When persons like Gurung went down to the plains for field studies, they brought with them their acculturation and ideology of the hills, and were shocked that Nepal’s southern plains had such an open border with India that people from either side could come and go as they please. They could see no difference in language, dress, looks and culture between the Indian and the Nepali sides of the border, creating a crisis of Nepali nationalism in their minds.
That shock of the border gave rise in their minds all kinds of conspiracy theories about India’s population design on Nepal. That’s why, every time citizenship certificates are distributed, there is always a conspiracy theory attached to the act that inflates the number of beneficiaries from 100,000 to four million. That’s why, borrowed from these conspiracy theory scholars, many politicians, especially of the left parties, champion these conspiracy theories about Nepal being in danger of turning into Fiji.
Unlike the sharper distinction made by scholars of the surveillance regime of modernity like Harari and Foucault, conspiracy theorists’ assumptions are not based on hard evidence and vetted conclusions. But in Nepal’s case, the flow of conspiracy theories from Panchayat-era scholars to politicians became seamless. And leading left politicians of the Nepal Communist Party and their followers still champion those conspiracies about foreigners across the border from India overrunning Nepal. And the Nepali youth, raised on anti-India ideas (and India, too, has a role to play here, no doubt), readily buy into these conspiracies.
Smoke and mirror
Thankfully, the media scene has improved over the years, and a band of educated intellectuals and activists have been able to tear through these conspiracy theories and come out in the open to oppose the government’s gender discriminatory citizenship bill. The educated Nepali women of today, even though born and raised in the patriarchal household of the Panchayat system, have been educated by the marketplace of crosscurrent ideas in the media in the past quarter-century, and have developed their own critical thinking skills to see through the smoke and mirror of conspiracy theorists. And they have said, enough is enough, ‘You can’t fool us to accept second class citizen status by spouting conspiracy theories of nationalism’. Alas, that can’t be said about the female members of Parliament of the ruling party.
Let’s hope that the competition of ideas in the marketplace of the Nepali media thrives, and the new generation of Nepali young men and women cultivate critical thinking skills. And conspiracy theorists find themselves eventually laughed at and sidelined. Until then, let’s continue our task of educating the public through reliable evidence-based knowledge and its fact-based interpretation.

The data ->
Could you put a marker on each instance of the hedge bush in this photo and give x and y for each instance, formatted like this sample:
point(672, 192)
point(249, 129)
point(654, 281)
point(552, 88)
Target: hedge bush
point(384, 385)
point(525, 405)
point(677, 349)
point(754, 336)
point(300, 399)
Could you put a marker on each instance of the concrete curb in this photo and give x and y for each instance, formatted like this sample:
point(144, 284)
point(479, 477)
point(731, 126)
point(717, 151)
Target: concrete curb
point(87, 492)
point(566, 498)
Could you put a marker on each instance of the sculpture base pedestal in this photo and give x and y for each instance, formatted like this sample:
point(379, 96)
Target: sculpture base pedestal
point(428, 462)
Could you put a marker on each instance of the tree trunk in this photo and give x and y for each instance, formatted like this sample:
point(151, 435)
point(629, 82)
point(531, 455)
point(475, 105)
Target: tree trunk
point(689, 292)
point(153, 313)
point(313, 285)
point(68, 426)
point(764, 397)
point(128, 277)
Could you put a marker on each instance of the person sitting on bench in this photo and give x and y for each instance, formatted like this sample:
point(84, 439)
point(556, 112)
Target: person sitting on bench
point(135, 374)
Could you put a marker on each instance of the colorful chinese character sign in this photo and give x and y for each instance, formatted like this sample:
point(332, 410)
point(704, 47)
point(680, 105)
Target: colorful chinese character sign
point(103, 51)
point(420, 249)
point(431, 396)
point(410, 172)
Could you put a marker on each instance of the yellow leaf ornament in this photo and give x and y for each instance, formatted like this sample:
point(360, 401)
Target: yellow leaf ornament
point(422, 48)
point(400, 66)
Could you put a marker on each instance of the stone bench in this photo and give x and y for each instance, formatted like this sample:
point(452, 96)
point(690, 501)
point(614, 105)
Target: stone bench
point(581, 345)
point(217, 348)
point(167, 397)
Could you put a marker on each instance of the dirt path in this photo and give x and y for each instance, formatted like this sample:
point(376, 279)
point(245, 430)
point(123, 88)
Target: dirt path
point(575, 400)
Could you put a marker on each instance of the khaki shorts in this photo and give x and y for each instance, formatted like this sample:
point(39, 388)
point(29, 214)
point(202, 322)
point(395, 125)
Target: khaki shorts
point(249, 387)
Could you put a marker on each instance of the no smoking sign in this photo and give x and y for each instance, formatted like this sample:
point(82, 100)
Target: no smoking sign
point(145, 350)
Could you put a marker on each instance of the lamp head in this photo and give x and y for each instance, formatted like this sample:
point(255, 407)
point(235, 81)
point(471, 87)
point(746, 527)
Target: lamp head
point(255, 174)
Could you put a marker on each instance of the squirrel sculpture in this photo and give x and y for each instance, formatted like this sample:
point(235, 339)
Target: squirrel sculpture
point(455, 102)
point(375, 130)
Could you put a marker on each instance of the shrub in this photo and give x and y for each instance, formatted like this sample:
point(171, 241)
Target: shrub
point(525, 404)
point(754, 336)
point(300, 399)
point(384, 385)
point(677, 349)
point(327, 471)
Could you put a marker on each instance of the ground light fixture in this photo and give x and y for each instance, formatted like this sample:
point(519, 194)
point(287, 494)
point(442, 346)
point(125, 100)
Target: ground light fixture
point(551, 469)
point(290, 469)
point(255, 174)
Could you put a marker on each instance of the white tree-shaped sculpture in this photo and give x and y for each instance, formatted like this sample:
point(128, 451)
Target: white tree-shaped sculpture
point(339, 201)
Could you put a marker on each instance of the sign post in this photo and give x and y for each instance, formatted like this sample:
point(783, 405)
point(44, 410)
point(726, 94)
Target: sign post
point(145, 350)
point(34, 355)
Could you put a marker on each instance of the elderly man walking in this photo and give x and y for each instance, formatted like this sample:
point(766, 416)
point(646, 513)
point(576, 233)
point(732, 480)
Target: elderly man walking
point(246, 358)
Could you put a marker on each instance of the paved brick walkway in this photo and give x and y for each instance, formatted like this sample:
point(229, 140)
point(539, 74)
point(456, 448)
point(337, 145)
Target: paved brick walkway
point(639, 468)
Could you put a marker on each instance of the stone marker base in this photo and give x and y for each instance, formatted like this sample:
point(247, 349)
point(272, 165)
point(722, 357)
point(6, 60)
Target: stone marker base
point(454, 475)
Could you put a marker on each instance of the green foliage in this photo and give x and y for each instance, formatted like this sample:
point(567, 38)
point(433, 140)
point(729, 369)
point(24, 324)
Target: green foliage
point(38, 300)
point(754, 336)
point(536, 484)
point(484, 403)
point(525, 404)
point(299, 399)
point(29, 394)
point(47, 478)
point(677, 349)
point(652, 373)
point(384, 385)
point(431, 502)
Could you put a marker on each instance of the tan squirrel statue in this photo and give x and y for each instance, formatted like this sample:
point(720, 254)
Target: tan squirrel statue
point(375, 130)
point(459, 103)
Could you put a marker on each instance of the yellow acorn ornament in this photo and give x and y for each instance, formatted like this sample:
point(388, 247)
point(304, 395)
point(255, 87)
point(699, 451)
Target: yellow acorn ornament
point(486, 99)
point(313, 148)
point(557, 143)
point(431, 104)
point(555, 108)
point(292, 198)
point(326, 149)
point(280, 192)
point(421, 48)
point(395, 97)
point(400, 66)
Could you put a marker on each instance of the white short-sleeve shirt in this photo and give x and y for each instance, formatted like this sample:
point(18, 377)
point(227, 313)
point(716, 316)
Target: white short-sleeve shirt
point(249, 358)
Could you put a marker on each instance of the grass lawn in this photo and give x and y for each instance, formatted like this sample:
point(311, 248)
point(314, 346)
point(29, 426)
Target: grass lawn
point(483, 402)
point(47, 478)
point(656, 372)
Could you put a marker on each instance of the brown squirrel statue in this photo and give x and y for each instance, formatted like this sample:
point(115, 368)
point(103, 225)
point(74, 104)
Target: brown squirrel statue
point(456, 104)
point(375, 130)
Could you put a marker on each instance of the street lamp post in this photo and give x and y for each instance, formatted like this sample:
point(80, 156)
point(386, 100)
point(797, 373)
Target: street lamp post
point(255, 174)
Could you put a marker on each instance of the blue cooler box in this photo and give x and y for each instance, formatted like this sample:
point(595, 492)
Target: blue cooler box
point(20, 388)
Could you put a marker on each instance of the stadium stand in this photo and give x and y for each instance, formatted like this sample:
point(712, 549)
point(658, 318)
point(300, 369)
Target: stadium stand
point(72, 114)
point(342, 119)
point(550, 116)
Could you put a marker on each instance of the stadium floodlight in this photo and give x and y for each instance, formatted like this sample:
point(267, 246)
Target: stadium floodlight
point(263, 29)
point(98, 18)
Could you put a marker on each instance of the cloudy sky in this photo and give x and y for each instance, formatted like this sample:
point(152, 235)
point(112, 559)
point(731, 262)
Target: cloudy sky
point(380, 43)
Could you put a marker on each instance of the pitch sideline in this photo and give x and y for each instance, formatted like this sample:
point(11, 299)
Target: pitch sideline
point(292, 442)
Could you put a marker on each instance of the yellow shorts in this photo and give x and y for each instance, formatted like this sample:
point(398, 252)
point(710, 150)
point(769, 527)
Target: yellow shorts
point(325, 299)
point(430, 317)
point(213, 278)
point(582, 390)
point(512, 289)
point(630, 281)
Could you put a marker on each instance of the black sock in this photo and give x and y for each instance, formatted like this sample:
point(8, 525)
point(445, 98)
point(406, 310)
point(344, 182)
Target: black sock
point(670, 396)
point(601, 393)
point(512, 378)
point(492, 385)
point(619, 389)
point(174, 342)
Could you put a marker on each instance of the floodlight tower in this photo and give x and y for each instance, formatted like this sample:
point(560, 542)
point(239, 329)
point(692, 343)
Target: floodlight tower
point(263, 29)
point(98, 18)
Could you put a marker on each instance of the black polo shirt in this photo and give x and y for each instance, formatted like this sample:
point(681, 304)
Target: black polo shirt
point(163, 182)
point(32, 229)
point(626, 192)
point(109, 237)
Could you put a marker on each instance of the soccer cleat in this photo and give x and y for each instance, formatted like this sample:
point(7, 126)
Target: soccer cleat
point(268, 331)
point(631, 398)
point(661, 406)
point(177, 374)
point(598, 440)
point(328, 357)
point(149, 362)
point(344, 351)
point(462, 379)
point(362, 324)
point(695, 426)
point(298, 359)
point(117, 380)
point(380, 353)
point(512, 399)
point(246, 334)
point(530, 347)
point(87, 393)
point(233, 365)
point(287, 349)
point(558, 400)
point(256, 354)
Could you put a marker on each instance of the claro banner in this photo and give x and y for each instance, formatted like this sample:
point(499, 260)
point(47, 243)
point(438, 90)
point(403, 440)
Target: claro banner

What you need to do ->
• A. How would you translate this sentence from the text on Nepal's citizenship debate into Spanish: "That shock of the border gave rise in their minds all kinds of conspiracy theories about India’s population design on Nepal."
• B. In the text on Nepal's citizenship debate, what numbers does the conspiracy theory attached to citizenship certificate distribution inflate the beneficiaries from and to?
• C. In the text on Nepal's citizenship debate, what are all the things in which the visitors from the hills could see no difference between the Indian and Nepali sides of the border?

Completed exercise ->
• A. Ese impacto de la frontera hizo surgir en sus mentes toda clase de teorías conspirativas sobre el designio poblacional de la India respecto a Nepal.

• B. From 100,000 to four million.

• C.
- Language
- Dress
- Looks
- Culture